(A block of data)
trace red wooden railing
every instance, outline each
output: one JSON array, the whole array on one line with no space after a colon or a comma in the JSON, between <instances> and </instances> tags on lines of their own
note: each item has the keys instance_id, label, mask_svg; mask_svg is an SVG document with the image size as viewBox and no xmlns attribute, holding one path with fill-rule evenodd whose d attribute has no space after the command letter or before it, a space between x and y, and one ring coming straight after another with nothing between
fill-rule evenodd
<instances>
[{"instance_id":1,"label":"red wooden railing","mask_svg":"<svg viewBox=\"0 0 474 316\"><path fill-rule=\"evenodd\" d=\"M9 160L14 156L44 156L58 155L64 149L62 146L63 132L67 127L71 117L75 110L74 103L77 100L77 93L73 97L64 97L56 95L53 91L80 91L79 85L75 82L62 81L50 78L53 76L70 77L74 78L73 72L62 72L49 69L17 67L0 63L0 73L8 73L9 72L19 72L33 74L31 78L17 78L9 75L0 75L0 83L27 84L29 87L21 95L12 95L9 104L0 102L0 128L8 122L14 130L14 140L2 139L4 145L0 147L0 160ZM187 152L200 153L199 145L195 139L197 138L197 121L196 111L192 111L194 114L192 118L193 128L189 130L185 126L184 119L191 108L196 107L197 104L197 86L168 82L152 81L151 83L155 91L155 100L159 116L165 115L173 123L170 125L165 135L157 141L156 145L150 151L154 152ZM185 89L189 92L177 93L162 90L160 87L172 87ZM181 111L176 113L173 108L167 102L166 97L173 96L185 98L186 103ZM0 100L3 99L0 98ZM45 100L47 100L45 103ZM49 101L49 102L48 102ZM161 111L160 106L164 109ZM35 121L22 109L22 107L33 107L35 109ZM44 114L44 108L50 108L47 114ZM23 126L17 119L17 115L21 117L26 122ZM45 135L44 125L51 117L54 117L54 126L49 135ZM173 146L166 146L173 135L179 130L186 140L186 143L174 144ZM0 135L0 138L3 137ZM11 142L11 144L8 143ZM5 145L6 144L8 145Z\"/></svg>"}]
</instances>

> _What is expected_
Please put the lines above into a JSON list of strings, one string per line, with any blank lines left out.

> _Output_
[
  "trace red wooden railing",
  "every instance, outline each",
  "output: one JSON array, the whole array on one line with no space after a colon or a comma in the JSON, between <instances> and </instances> tags on lines of their own",
  "note: each item has the keys instance_id, label, mask_svg; mask_svg is an SVG document with the image size as viewBox and no xmlns attribute, holding one path with fill-rule evenodd whose d attribute has no space after the command letter or before it, a space between x and y, and one ring coming straight after another with nothing between",
  "fill-rule evenodd",
  "<instances>",
  "[{\"instance_id\":1,\"label\":\"red wooden railing\",\"mask_svg\":\"<svg viewBox=\\\"0 0 474 316\\\"><path fill-rule=\\\"evenodd\\\" d=\\\"M9 160L14 156L44 156L58 155L64 149L62 146L63 132L67 127L71 117L75 110L74 103L77 100L77 93L73 97L64 97L56 95L53 91L80 91L79 85L75 82L62 81L50 78L53 76L70 77L74 78L73 72L62 72L49 69L17 67L0 63L0 73L8 73L9 72L19 72L33 74L31 78L17 78L9 75L0 75L0 83L27 84L29 87L21 95L12 95L9 104L0 102L0 128L8 122L14 130L14 140L2 139L4 145L0 147L0 160ZM187 152L200 153L199 145L195 139L197 138L197 121L196 111L192 111L194 114L192 118L193 128L189 130L185 126L184 119L191 108L196 107L197 104L197 86L168 82L152 81L151 83L155 91L155 100L159 116L165 115L173 123L170 125L165 135L157 141L156 145L150 151L154 152ZM185 89L189 92L177 93L162 90L160 87L172 87ZM181 111L176 113L173 108L167 102L166 97L173 96L185 98L186 103ZM0 100L3 99L0 98ZM45 100L47 100L45 103ZM49 101L49 102L48 102ZM161 111L160 106L164 109ZM35 121L22 109L22 107L33 107L35 109ZM44 114L44 108L50 108L47 114ZM23 126L17 119L17 115L21 117L26 122ZM45 135L44 125L51 117L54 117L54 126L49 135ZM173 146L166 146L173 135L179 130L186 140L186 143L174 144ZM0 135L0 138L3 137ZM11 142L11 144L8 143ZM5 145L6 144L8 145Z\\\"/></svg>\"}]",
  "</instances>"
]